### Task
Decide whether each statement agrees with the Thekkady travel text, giving yes or no and quoting the exact words of the text that settle it. 1. The hut cost £7.50 a night per person. 2. The lake in the middle of the park was made by the British. 3. The cooking class cost £5 each, dinner included.

### Reading text
____

After finally arriving in Thekkady alive (!) we found a "Wild hut" to stay at on the edge of the park with views over the park too for a bank breaking £7.50 a night for the three of us at Coffee Inn. It was a super basic wooden hut, and doesn't quite look like the pictures on the website, but it did the job! Apparently there were two huge cockroaches sharing the hut with us too but thank goodness I did not see them and wasn't told about them till a few weeks later!!

     
      Vrksasana (tree pose) overlooking Periyar National Park

The town is pretty much a one street town which lives off the tourist trade to the park. Periyar is famed for being home to 35-40  tigers, although we were not lucky enough to see one, and even locals we spoke to had never seen the elusive creature, it is still a beautiful place. 

The Park itself is 777sq km of land with 26 sq km man made lake in the middle created by the British in 1895. We got up early the next day to catch one of the first few boats and hopefully see some wildlife! 

Periyar's lake, pretty chilled! 

The boat ride round the lake is about an hour long, and although we did not see a huge amount, it was very beautiful and serene. If you do ever go there, there is a great walk back through the park to the gates which you shouldn't miss! 

We found a great little place called Frenchies for lunch run by such a warm, friendly couple called Reggie & Supah. Supah fed, watered and delighted us with her stories so much so that we decided to book a cooking class with her that evening.  This cooking class was one of the highlights of the trip for me - we bundled into a tuktuk with Supah and her son and set off to her little pink house! That's one of the things I love about India, all of the houses are painted bright colours - pink, orange, blue, yellow, green. Walking down the street is like walking through a rainbow and you can't not have a smile on your face.

The class was a very informal class in Supah's kitchen - we chatted and cooked and chatted and cooked. On the menu was Dahl fry, Okra masala, Aveel vegetable curry, Coconut chutney, chappati and an Indian sweet  named Kesady (I will do a separate post on these, don't worry!). Supah spoke to us about life and love and gave us a fascinating insight into Indian family life. 

                  

After learning to cook this feast with Supah, we were then allowed to eat it. This was without doubt one of the best meals I had in India! I could not reccommmend Supah's cooking experience enough! It was £5 each for the whole evening and dinner too. 

             
                Supah's super smile! 

We also had the chance to visit a working tea factory and spice factory nearby. The tea factory smelt amazing! We had a very jolly guide called Benny showing us round. Although Benny was clearly very knowledgeable and charming, unfortunately it was rather hard to understand him so we are still a little hazy on the whole tea making process!

        Tea plantation!

____

### Dataset content
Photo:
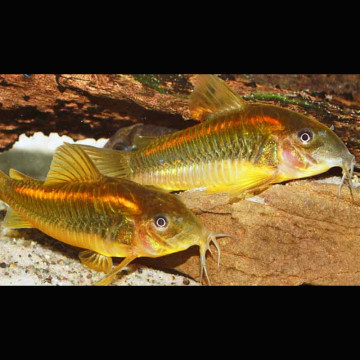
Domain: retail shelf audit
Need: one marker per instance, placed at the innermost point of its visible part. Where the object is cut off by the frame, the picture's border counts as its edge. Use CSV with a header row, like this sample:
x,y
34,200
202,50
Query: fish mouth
x,y
348,167
204,247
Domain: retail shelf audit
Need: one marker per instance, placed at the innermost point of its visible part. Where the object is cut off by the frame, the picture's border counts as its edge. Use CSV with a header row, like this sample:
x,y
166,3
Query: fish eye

____

### Right answer
1. No: "£7.50 a night for the three of us"
2. Yes: "26 sq km man made lake in the middle created by the British in 1895"
3. Yes: "It was £5 each for the whole evening and dinner too."